=== Excerpt to read ===
* * * * * * * * *
An ominous email went out Thursday evening summoning Eastern Consolidated’s 140-odd brokers and staffers to a company-wide meeting the following morning. Some knew what it meant; most didn’t.
At the meeting, Peter Hauspurg and Daun Paris revealed that after 37 years, the commercial brokerage would be shutting down in late July. The founders said they had hired the investment bank Kimberlite earlier this year to review acquisition offers from other companies, and after months of considering the move, decided none of them were tenable.
“It costs millions to shut down a business,” said Brian Ezratty, a vice chair at Eastern and the firm’s top investment-sales broker. “Our monthly overhead is big, but the best move was end it now rather than wait another six months.”
The move to cease operations comes amidst a period of significant challenges to the commercial-brokerage industry. Smaller firms have found it difficult to fend off challenges from the full-service institutional behemoths that have grown even bigger after a wave of acquisitions fueled by the capital markets. Over the past five years, the playbook for mid-sized firms such as Eastern has been simple: sell.
“It’s getting tougher for small companies to compete with the big nationals in terms of global reach and investment in technology,” said Eric Anton, who spent 14 years at Eastern starting in 1998 and is now at publicly traded Marcus & Millichap.
Talks of a sale were said to have occurred off and on since 2014. Sources familiar with the negotiations said that in recent months, Meridian Capital Group, Newmark Knight Frank and other firms were all in discussions with Eastern. Those firms did not immediately respond to requests for comment.
With no terms that worked for Hauspurg and Paris, however, it was time to bow out.
“This was an incredibly difficult and complicated decision to make, as Eastern has been a huge and incredible part of our lives for nearly 40 years,” they said in a statement, first provided to the Commercial Observer. “We’ve had tremendous success, worked with many talented people, and the deals we’ve done have helped transform the New York City skyline.” Eastern declined to comment further on the decision to shut down.
Hauspurg and Paris said Eastern will pay severance to all its employees. As independent contractors, brokers can’t avail of that.
“With the brokers, they’re offering them time,” said Eastern’s Andrew Sasson. “So they don’t make a rash decision about the future.”
Instead of an immediate closure a la Town Residential, the firm will keep the business going until the end of July, operating out of its roughly 20,000-square-foot office at Rudin Management’s 355 Lexington Avenue. It was not immediately clear what will happen to the office space.
* * * * * * * * *
(Location identification records)

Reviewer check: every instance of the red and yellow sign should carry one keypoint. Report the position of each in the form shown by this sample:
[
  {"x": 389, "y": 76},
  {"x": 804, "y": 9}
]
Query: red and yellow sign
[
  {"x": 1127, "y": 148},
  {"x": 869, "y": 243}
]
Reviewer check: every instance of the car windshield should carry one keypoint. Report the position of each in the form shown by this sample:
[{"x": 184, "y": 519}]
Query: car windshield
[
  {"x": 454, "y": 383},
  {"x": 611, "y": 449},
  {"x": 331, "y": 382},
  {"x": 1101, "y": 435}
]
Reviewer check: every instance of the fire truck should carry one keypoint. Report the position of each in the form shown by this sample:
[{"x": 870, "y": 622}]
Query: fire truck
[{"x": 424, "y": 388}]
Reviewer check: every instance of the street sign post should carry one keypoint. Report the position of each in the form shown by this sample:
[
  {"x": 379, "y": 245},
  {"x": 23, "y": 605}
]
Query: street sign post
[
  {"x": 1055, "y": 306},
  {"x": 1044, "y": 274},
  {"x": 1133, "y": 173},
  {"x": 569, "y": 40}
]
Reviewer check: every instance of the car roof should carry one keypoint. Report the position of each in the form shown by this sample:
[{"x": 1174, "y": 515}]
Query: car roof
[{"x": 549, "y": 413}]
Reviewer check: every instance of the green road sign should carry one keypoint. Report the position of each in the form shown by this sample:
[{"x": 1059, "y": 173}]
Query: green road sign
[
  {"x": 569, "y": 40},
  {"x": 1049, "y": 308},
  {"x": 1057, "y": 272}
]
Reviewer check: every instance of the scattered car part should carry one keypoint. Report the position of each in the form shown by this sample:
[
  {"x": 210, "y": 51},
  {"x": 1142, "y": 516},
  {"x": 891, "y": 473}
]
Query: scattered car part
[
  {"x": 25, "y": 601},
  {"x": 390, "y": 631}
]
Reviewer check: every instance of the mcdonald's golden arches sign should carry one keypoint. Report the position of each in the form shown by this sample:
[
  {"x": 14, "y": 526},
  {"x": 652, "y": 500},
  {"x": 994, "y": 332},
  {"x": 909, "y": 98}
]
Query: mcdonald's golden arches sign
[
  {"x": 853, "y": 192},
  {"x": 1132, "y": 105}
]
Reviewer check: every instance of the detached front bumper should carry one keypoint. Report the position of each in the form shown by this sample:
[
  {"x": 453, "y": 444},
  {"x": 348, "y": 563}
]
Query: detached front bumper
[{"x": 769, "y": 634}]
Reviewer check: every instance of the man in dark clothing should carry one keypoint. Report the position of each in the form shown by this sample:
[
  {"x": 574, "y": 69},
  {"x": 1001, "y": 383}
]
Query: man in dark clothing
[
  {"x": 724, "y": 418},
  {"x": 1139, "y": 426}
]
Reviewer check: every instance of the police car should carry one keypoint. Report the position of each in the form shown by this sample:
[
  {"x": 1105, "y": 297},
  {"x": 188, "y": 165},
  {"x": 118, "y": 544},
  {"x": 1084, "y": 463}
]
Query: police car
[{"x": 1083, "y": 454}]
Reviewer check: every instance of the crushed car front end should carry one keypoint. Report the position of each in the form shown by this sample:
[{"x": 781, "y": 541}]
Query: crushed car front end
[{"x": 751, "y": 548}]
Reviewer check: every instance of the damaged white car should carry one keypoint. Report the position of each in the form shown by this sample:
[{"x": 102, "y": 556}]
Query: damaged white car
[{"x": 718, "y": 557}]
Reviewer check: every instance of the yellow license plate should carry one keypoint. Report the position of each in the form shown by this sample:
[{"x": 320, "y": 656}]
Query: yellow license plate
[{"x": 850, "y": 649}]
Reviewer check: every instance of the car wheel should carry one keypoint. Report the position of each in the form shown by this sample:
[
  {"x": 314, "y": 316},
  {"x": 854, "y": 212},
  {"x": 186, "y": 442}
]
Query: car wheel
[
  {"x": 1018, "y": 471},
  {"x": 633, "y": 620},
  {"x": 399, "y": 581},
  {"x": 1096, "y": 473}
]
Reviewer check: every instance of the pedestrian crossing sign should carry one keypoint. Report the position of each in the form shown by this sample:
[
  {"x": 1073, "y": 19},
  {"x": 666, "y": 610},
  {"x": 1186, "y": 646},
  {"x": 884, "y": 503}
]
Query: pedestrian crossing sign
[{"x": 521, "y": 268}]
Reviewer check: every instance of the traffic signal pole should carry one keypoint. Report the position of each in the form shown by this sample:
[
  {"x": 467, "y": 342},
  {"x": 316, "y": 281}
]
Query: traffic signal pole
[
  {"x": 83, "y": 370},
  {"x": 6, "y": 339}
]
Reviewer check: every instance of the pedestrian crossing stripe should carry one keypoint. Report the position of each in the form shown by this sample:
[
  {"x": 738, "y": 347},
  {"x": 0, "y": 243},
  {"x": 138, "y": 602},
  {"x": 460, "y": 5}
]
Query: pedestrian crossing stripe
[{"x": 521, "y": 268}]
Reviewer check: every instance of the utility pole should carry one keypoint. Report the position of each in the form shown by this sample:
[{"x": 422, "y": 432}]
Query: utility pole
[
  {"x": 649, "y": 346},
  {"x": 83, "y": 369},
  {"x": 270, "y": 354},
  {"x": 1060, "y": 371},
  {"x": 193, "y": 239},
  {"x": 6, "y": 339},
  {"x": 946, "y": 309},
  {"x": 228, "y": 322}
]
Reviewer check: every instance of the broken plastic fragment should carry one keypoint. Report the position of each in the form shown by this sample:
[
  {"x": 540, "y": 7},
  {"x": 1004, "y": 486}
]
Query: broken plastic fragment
* * * * * * * * *
=== Task requirements ===
1 > In the article on Eastern Consolidated's closure, which investment bank did the founders hire to review acquisition offers?
2 > Please extend the article on Eastern Consolidated's shutdown, picking up after its final sentence.

=== Responses to the exercise ===
1 > Kimberlite

2 >
Some firms have had better luck finding the right suitor. Retail specialist RKF, for example, is being acquired by Newmark, and, in 2015, when the investment sales market was going gangbusters, Massey Knakal Realty Services sold to Cushman & Wakefield for about $100 million.
“You have to be more than just a group of brokers going after the same things. You need a dominant market position or a strong niche, or you’re out,” one high-level source at a competing firm said. “Building volume is down and, for a mid-market company, that’s particularly damaging.”
After record highs in 2015 and 2016, the city’s investment-sales volume fell nearly 40 percent in 2017 to $34.9 billion, according to Cushman data. Brokers, creatures of commission, took a hard hit: Eastern’s total dollar volume dropped by 60 percent, to $622.4 million, putting it 10th on The Real Deal’s annual investment-sales firms ranking.
“It’s an incredibly challenging market,” Ezratty said. “Most owners will only consider selling if they get a crazy price.”
To the Eastern brokers actively working deals, the news was especially shocking. Chad Sinsheimer, who missed the morning meeting due to a doctor’s appointment, said he was “blindsided by the news.”
“Investment sales isn’t the strongest sector right now,” he said, “but I never saw the signs that Eastern was in such need of capital.”
Adam Hakim and James Murad, who lead the firm’s capital advisory division, said they have already begun talking to other companies about joining. James Famularo, a principal in the retail leasing division, said he received calls from several firms since news broke and would look to bring his team wherever he sets up shop.
And many talent hunters will be looking at Ezratty, who is a free agent for the first time since joining Eastern 33 years ago.
“I never paid attention to the noise outside,” he said. “Until now.”
David Jeans contributed reporting.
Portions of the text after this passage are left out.